> [Exercise instructions]: From the entries below, extract each line that contains the string "finial".
────────────────────────────────────────
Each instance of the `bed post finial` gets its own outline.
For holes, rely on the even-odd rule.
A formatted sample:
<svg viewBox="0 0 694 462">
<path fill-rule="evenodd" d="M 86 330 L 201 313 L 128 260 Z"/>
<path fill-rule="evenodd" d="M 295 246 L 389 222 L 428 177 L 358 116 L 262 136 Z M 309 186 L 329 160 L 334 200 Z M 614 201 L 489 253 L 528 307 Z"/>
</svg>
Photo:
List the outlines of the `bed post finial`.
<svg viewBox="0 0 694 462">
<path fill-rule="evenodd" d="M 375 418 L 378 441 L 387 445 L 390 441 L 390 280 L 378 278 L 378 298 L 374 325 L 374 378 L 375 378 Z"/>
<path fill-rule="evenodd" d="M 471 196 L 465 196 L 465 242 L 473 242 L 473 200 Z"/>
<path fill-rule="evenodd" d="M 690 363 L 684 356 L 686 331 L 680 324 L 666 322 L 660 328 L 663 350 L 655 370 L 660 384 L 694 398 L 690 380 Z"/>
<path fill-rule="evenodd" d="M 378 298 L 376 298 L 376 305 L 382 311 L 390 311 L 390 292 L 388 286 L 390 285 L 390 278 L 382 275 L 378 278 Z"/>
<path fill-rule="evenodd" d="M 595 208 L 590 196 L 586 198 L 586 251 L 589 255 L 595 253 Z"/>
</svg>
────────────────────────────────────────
> [Answer for the task]:
Each instance of the `bed post finial` gets its own outline.
List the outlines of the `bed post finial`.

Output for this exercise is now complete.